## WHAT IS REQUIRED
The records must be returned word for word.

(TASK INPUTS Opens)

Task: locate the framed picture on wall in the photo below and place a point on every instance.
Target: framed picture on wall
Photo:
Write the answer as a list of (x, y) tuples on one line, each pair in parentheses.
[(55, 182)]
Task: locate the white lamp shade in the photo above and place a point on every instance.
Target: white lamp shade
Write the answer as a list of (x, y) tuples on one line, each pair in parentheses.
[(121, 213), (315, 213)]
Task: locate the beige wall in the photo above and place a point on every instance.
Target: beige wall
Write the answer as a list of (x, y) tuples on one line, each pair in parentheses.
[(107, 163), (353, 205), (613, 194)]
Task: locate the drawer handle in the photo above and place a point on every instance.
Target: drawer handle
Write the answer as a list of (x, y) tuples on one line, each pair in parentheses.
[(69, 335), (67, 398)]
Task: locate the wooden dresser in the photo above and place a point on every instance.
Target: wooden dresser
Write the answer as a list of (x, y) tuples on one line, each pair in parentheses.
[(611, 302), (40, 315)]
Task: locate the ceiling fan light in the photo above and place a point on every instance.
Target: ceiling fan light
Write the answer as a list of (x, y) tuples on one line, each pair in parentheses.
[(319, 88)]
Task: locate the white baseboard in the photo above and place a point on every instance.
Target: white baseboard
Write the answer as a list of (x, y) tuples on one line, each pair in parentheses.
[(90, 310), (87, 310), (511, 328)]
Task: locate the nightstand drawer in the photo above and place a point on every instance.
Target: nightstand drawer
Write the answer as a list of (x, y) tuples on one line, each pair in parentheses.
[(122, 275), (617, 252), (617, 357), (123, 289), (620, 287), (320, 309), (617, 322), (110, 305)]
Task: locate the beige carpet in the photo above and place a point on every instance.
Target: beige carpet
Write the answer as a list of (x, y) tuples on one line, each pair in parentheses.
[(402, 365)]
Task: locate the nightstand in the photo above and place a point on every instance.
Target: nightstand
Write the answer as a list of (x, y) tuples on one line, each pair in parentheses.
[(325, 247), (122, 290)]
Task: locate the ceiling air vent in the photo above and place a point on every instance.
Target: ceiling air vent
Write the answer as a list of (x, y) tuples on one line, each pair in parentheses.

(TASK INPUTS Closes)

## REPLY TO THE EXERCISE
Task: locate the framed picture on wall in the photo below and place a point on every instance.
Target: framed picture on wall
Photo:
Write the answer as a list of (x, y) tuples on one line, each pair in parentheses.
[(55, 182)]
Task: locate the white lamp shade in the photo above and place a point on every instance.
Target: white lamp shade
Write the answer as a list of (x, y) tuples on one line, each pair in parentheses.
[(121, 213), (315, 213)]
Task: locate the beige wall in the photo above and place a point on every instance.
Target: beige wall
Write the answer as a list of (x, y) tuples on one line, each pair in parentheses.
[(107, 163), (353, 205), (613, 194)]
Task: locate the drawer handle in the photo above and place a point on every instance.
Target: drawer handle
Write the answer as a list of (x, y) tuples on one line, each pair in parentheses.
[(69, 335), (67, 398)]
Task: locate the wooden dresser in the photo above and place a point on every instance.
Target: wooden dresser
Write the answer as a list of (x, y) tuples on one line, each pair in parentheses.
[(611, 302), (40, 315)]
Task: locate the ceiling fan light in the photo above and place a point on every instance.
Target: ceiling fan light
Write the answer as a list of (x, y) tuples on one line, each pair in parentheses.
[(319, 88)]
Task: locate the white baseboard in the photo above and place a point on every instance.
Target: white baseboard
Write the answer as a list of (x, y) tuples on one line, each pair in parentheses.
[(90, 310), (87, 310), (511, 328)]
Task: locate the nightstand drawer in the photo above and place a point on every instance.
Target: nightstand drawer
Write the answer as a list of (x, y) tuples on one line, each pair in parentheses.
[(122, 275), (617, 252), (617, 357), (123, 289), (620, 287), (320, 309), (617, 322), (110, 305)]
Task: locate the beige carpet in the photo above and place a point on every instance.
Target: beige carpet
Write the answer as a list of (x, y) tuples on one line, each pair in parentheses.
[(402, 365)]
Task: locate the nightstand in the photo above and place a point on every instance.
Target: nightstand
Write the answer as a list of (x, y) tuples on one line, each pair in parentheses.
[(325, 247), (122, 290)]
Task: locate the ceiling air vent in the photo above and place a point on every instance.
Target: ceiling air vent
Write the answer as a list of (x, y) tuples on one line, each pair in parentheses.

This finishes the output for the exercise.